**Tarefas:**
1. Responda às perguntas abaixo com base no trecho sobre o Instituto Salva Saúde em Santana do Livramento.
(a) Onde fica Santana do Livramento?
(b) Quem assinou o termo de gestão em nome do Instituto Salva Saúde?
(c) Em que data a vice-prefeita decidiu remover o instituto da gestão do hospital?
2. Prossiga com o trecho sobre o Instituto Salva Saúde em Santana do Livramento, começando logo após a última frase.

**Trecho:**
Instituto teve passagem problemática em Santana do Livramento
O mesmo Instituto Salva Saúde, fornecedor das estruturas sob suspeita no hospital de campanha de Cachoeirinha, teve uma passagem atribulada por Santana do Livramento, cidade gaúcha na fronteira com o Uruguai.
A empresa foi declarada gestora da Santa Casa de Misericórdia de Santana do Livramento com dispensa de licitação em maio de 2019, sendo o termo de gestão assinado pela prefeitura e pelo presidente do Instituto Salva Saúde, Jan Christoph Lima da Silva. Em 6 de janeiro de 2020, a vice-prefeita Mari Machado, que estava no comando da prefeitura devido ao afastamento judicial temporário do prefeito, decidiu remover o Instituto Salva Saúde da gestão do hospital.

**Listagem:**
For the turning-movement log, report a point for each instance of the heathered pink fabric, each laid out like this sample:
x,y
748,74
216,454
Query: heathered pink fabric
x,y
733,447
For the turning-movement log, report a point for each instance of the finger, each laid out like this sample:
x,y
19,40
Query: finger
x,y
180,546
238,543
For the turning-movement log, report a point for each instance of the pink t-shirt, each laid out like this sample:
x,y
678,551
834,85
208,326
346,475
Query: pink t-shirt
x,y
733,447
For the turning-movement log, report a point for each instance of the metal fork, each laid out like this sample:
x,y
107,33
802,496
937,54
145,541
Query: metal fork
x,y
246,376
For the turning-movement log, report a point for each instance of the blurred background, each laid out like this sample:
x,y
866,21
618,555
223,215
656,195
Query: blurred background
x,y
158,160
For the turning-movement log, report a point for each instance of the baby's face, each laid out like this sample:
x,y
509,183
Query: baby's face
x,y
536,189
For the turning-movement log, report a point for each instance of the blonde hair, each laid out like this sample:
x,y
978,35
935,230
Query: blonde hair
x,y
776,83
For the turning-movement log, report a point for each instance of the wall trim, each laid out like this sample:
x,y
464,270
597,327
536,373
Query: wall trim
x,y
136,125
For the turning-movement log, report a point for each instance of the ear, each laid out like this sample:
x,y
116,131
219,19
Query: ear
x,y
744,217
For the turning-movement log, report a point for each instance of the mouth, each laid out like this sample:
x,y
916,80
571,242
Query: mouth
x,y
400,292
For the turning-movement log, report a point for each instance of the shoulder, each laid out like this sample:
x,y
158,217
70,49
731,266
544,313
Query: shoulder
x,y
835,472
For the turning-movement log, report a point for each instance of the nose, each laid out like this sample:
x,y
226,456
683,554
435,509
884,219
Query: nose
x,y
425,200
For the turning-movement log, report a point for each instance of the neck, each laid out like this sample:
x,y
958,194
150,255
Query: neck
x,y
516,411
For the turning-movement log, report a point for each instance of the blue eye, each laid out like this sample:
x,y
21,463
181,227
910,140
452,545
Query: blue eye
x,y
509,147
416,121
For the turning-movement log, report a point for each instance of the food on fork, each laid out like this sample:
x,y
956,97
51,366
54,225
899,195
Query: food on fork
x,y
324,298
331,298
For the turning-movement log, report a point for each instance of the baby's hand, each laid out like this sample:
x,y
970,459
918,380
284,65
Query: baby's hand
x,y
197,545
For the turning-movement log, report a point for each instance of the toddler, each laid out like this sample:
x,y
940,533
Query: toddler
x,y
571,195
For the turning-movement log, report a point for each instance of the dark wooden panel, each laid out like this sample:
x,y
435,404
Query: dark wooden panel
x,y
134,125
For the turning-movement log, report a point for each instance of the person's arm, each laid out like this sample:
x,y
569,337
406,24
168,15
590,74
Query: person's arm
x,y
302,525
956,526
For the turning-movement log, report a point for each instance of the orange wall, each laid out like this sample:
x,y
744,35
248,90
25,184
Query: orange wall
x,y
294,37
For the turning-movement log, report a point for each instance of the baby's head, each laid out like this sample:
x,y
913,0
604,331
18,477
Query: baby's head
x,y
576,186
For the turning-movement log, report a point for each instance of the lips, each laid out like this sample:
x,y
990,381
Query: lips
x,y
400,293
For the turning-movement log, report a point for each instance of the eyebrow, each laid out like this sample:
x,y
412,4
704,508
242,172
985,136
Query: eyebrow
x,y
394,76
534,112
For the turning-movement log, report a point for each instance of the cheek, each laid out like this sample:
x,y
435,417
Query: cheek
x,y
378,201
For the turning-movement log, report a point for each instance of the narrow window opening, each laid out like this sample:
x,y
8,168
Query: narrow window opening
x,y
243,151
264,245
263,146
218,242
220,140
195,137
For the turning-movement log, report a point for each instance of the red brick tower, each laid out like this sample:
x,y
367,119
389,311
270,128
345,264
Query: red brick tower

**Respostas numeradas:**
1.
(a) É uma cidade gaúcha na fronteira com o Uruguai.
(b) Jan Christoph Lima da Silva, presidente do Instituto Salva Saúde.
(c) Em 6 de janeiro de 2020.

2.
A iniciativa foi motivada por supostas ausências e falhas nas prestações de contas sobre os recursos públicos recebidos e o atraso no pagamento do 13º salário a funcionários do hospital. Pela passagem na fronteira gaúcha, o Instituto Salva Saúde responde a processos judiciais. A empresa e o seu presidente, Lima da Silva, tiveram ativos bloqueados em decisão de maio da 2ª Vara Cível de Santana do Livramento.
“Sobre o bloqueio de contas e bens, é um assunto que está sendo cuidado pelos advogados e foi uma decisão de cunho pessoal, esquecendo preceitos éticos e legais, inclusive utilizando provas falsas protocoladas pelo demandante, com base em um balanço contábil que sequer estava pronto. Um completo absurdo”, defendeu-se, em nota, Lima da Silva.
Ele valorizou a gestão do instituto na Santa Casa.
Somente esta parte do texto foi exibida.